Input rows =>
▬▬▬▬▬▬▬▬▬▬

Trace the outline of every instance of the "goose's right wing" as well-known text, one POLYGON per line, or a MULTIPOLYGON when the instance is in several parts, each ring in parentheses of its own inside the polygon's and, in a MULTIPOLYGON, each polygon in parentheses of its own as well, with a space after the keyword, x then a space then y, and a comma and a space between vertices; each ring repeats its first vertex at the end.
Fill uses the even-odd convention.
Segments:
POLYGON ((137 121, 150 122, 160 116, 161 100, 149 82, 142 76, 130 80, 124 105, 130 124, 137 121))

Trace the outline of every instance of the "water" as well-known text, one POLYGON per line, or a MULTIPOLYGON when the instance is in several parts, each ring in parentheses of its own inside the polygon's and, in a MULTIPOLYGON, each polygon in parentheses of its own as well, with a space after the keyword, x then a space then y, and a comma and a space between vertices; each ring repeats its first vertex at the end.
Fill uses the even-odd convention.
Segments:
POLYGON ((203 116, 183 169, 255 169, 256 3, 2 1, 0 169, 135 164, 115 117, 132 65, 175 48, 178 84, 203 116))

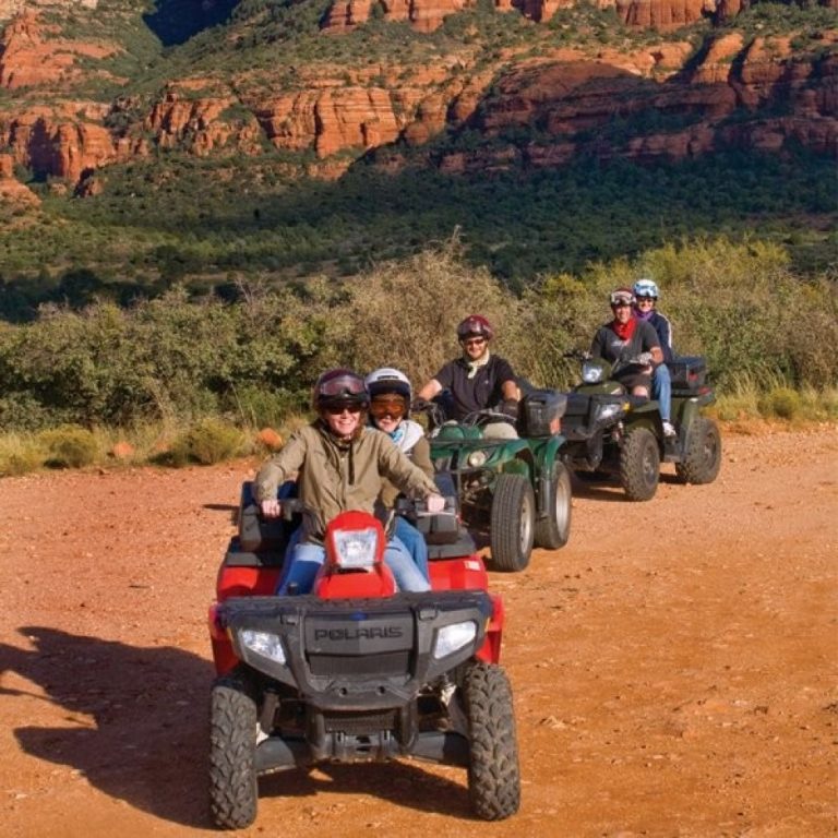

▬▬▬▬▬▬▬▬▬▬

What the task asks =>
Rewrite all the items above, replacing every "well-known text" with "WKT" and keeping everything else unchanged. Omit the pictures from your answer.

Answer for this exercise =>
Trace the outline of every instance of the "goose's right wing" as WKT, one POLYGON per line, or a MULTIPOLYGON when the instance is in several parts, each ring in parentheses of its own inside the polygon's and, in a MULTIPOLYGON, each polygon in parentheses of its own as well, with a space after the keyword, x then a space then y, and a comma and a space between vertices; each ring repeats its first vertex at the end.
Fill uses the even-odd convention.
Segments:
POLYGON ((137 121, 150 122, 160 116, 161 100, 149 82, 142 76, 130 80, 124 105, 130 124, 137 121))

Trace the outline of every instance of the "water" as WKT, one POLYGON per line, or a MULTIPOLYGON when the instance is in several parts, each ring in parentheses of its own inside the polygon's and, in a MULTIPOLYGON, each polygon in parentheses of its own as well, with a space after the keyword, x then a space then y, and a comma and a space between vertices; each ring repeats its first vertex at the end.
Fill uses the even-odd convention.
Segments:
POLYGON ((203 116, 183 169, 255 169, 256 3, 2 1, 0 169, 135 164, 115 117, 132 65, 175 48, 178 84, 203 116))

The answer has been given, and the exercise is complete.